[SET TASK 1]
According to the drowning report, how many people from Barreiro were in the group attending the spiritual retreat?
[SET TASK 2]
Transcribe a passage of the drowning report, beginning at the words "Some members of" and stopping after "river bathing areas.".

— Start of TEXT —

This area is very popular with bathers during the summer but it has no lifeguard.
An inconsolable Isabel Cruz, Igor’s girlfriend, told Correio da Manhã newspaper that despite the two boys’ attempts to get to her boyfriend, they also struggled and “ended up swallowing a lot of water”. Family members, who were in the area at the time of the accident, had to be assisted by psychologists.
The other drownings took place later than afternoon at around 5.30pm and involved two Angolan students, aged 26 and 32, who were swimming in a dam in Courela da Ponte Velha, near Lavre (Montemor-o-Novo).
The two men were part of a group of 40 people from Barreiro attending a spiritual retreat in the small town of Courela da Ponte Velha.
Some members of the group had decided to swim in the local dam, but one of them felt unwell. When a colleague tried to reach him, both struggled in the water and ended up drowning. Their bodies were later found by rescue divers.
No other cases of drowning have been reported in either locations, but Nuno Leitão from the maritime rescue institute, Instituto de Socorro a Náufragos (ISN), believes the reason is because there is not an entity to record incidents in river bathing areas.

— End of TEXT —
— Start of RECORDS —

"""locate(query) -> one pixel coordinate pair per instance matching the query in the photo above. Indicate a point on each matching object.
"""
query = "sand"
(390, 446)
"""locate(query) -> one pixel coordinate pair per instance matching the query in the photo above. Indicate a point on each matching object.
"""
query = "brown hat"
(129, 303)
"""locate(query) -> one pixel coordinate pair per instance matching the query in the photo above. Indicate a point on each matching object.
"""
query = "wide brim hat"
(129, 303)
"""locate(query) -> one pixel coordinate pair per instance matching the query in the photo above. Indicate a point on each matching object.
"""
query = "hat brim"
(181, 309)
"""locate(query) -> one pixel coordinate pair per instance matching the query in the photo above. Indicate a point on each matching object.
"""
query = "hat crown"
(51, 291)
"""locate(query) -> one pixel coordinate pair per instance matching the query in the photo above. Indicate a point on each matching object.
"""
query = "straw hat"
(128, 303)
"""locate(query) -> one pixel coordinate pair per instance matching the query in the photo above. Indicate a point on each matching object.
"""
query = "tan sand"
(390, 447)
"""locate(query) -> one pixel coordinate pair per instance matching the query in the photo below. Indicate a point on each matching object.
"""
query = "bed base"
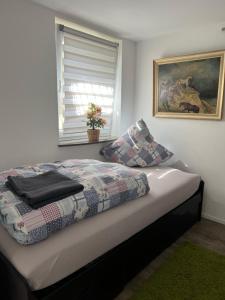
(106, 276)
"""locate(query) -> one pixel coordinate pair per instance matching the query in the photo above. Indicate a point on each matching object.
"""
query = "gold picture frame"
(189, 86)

— End of RECORDS —
— Start of RECORDS —

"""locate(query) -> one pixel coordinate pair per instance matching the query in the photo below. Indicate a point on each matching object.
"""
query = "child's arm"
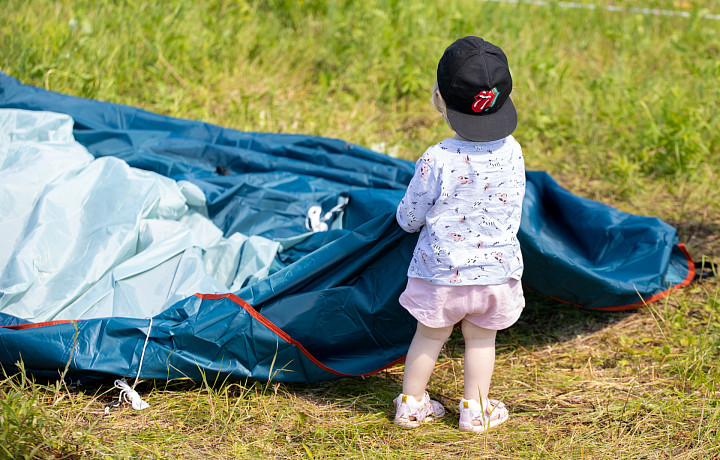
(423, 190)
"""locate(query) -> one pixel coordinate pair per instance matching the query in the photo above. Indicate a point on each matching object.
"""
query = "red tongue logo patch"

— End of RECORDS —

[OUTPUT 1]
The group had 40 people.

[OUTPUT 2]
Some members of the group had decided to swim in the local dam, but one of them felt unwell. When a colleague tried to reach him, both struggled in the water and ended up drowning. Their bodies were later found by rescue divers.
No other cases of drowning have been reported in either locations, but Nuno Leitão from the maritime rescue institute, Instituto de Socorro a Náufragos (ISN), believes the reason is because there is not an entity to record incidents in river bathing areas.